Copy out verbatim the stretch of the records from the line containing "segment **clear glass" through the end of the records, leaving the pictures out.

Rows taken from a dataset:
+ + +

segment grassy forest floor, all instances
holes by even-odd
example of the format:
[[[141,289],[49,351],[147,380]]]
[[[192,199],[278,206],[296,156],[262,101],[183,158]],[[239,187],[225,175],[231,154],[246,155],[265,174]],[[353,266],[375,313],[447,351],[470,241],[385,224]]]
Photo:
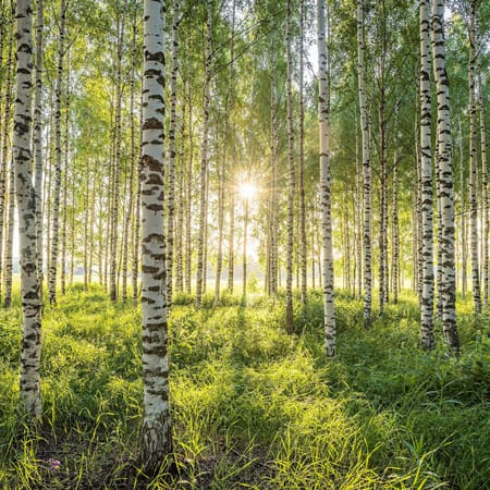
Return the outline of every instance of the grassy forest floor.
[[[284,332],[281,299],[208,302],[196,311],[189,297],[175,301],[176,474],[152,481],[135,467],[139,309],[78,285],[46,308],[35,434],[15,416],[19,296],[0,310],[1,488],[490,488],[490,318],[475,318],[469,302],[458,304],[458,362],[440,334],[433,353],[418,350],[414,297],[365,331],[362,304],[339,293],[333,360],[322,356],[318,292],[297,307],[295,335]]]

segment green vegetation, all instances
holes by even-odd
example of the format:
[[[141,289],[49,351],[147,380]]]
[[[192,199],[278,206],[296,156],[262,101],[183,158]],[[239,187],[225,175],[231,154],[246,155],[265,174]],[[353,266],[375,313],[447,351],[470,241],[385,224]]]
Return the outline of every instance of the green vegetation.
[[[36,433],[15,415],[20,305],[0,311],[2,489],[490,487],[488,315],[460,303],[455,360],[440,338],[433,353],[417,347],[413,297],[365,331],[362,304],[339,294],[339,355],[326,360],[320,294],[295,313],[295,335],[282,301],[197,311],[186,299],[170,320],[174,473],[154,481],[135,467],[139,310],[95,286],[46,307]]]

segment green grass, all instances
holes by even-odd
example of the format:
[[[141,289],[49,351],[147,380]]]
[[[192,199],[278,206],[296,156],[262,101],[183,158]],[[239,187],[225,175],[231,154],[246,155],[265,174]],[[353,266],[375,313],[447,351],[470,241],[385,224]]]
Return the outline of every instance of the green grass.
[[[297,302],[298,303],[298,302]],[[371,331],[339,294],[335,359],[322,355],[320,293],[296,306],[226,297],[170,318],[172,475],[137,467],[140,311],[78,286],[44,316],[44,418],[16,418],[19,297],[0,310],[2,489],[490,488],[490,318],[460,305],[463,354],[418,350],[417,307],[404,296]],[[61,467],[50,471],[49,458]]]

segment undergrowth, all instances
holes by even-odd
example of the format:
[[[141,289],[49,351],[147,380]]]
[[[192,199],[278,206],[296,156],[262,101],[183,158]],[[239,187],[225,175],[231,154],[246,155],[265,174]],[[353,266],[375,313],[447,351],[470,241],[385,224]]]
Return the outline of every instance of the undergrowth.
[[[338,357],[322,354],[322,304],[233,296],[170,316],[173,468],[137,465],[140,311],[74,286],[47,306],[44,416],[16,416],[20,304],[0,310],[0,483],[3,489],[490,488],[490,318],[458,305],[463,350],[418,346],[404,296],[372,329],[362,304],[336,298]],[[52,461],[59,466],[52,467]]]

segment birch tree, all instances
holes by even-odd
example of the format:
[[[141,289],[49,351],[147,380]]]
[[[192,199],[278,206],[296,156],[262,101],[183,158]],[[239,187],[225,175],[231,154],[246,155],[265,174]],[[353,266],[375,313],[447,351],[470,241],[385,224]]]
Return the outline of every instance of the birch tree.
[[[364,196],[364,324],[371,327],[371,162],[369,151],[369,122],[366,108],[364,68],[364,0],[357,0],[357,76],[359,90],[360,131],[363,137],[363,196]]]
[[[163,234],[163,0],[144,2],[142,311],[144,415],[140,461],[156,473],[172,448]]]
[[[430,96],[430,16],[429,0],[420,0],[420,180],[422,219],[422,292],[420,301],[420,344],[429,351],[433,341],[433,224],[432,152]]]
[[[212,0],[207,0],[207,36],[205,49],[205,87],[204,87],[204,121],[203,142],[200,156],[200,209],[199,209],[199,236],[197,241],[197,273],[196,273],[196,306],[203,301],[203,280],[205,270],[205,235],[207,215],[207,173],[208,173],[208,138],[209,138],[209,110],[211,102],[211,40],[212,40]]]
[[[285,324],[293,332],[293,244],[294,244],[294,125],[293,125],[293,56],[291,1],[286,3],[286,56],[287,56],[287,159],[289,159],[289,198],[287,198],[287,250],[286,250],[286,305]]]
[[[432,64],[438,95],[437,161],[440,185],[441,234],[439,247],[441,261],[442,329],[444,340],[453,354],[460,353],[456,328],[455,265],[454,265],[454,198],[451,168],[451,118],[449,81],[445,69],[444,0],[432,4]]]
[[[41,303],[36,260],[36,198],[32,175],[32,88],[33,45],[29,0],[16,3],[16,75],[13,130],[13,161],[19,210],[21,252],[22,351],[21,404],[32,416],[41,415],[39,364],[41,348]]]
[[[469,5],[469,248],[471,250],[471,292],[475,313],[481,313],[480,265],[478,257],[478,161],[477,161],[477,107],[476,68],[478,57],[476,32],[476,0]]]
[[[332,220],[330,204],[329,87],[327,84],[326,15],[323,0],[317,1],[317,39],[324,353],[327,356],[332,357],[335,355],[335,311],[333,303]]]
[[[52,204],[51,257],[48,269],[49,303],[57,302],[57,273],[59,254],[60,194],[61,194],[61,90],[63,83],[64,35],[66,25],[66,0],[61,0],[60,37],[58,44],[58,64],[54,88],[54,184]]]

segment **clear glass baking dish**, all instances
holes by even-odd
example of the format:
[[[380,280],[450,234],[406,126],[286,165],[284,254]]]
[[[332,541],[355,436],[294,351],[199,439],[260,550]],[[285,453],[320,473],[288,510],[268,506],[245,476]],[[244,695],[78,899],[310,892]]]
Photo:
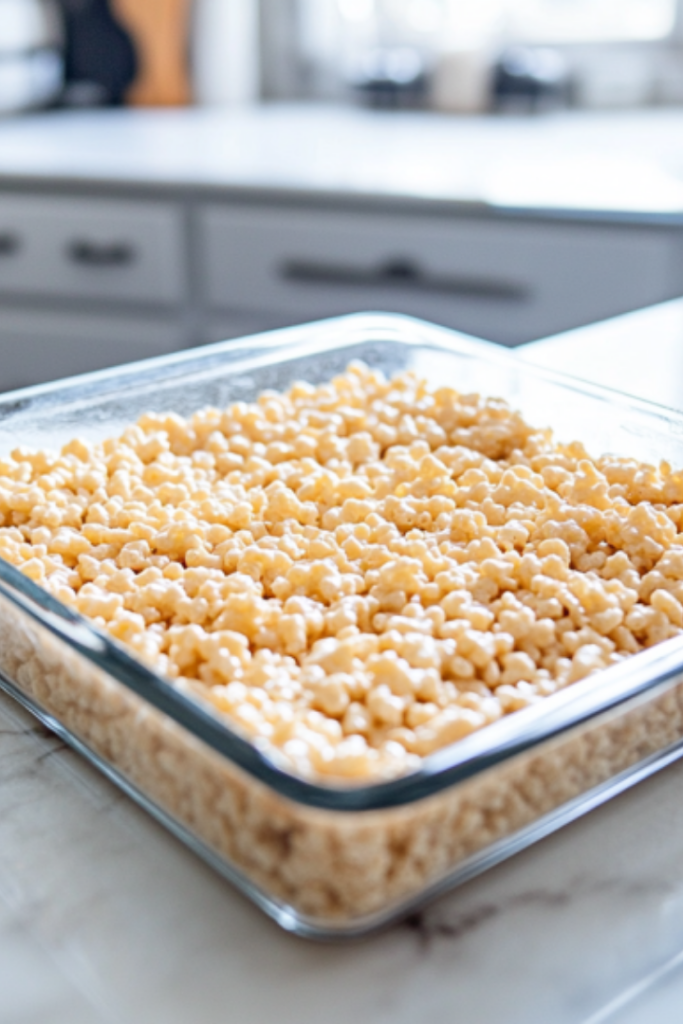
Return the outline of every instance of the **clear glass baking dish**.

+ + +

## Exercise result
segment **clear glass baking dish**, all instances
holes by even-odd
example of the format:
[[[380,280],[450,234],[406,126],[286,165],[284,254]]]
[[[332,541],[355,436],[294,351],[199,439],[260,550]],[[285,453],[320,473],[288,510],[268,506],[245,476]],[[244,695],[78,899],[310,892]]]
Photo:
Return the outline of every instance of the **clear glass baking dish**.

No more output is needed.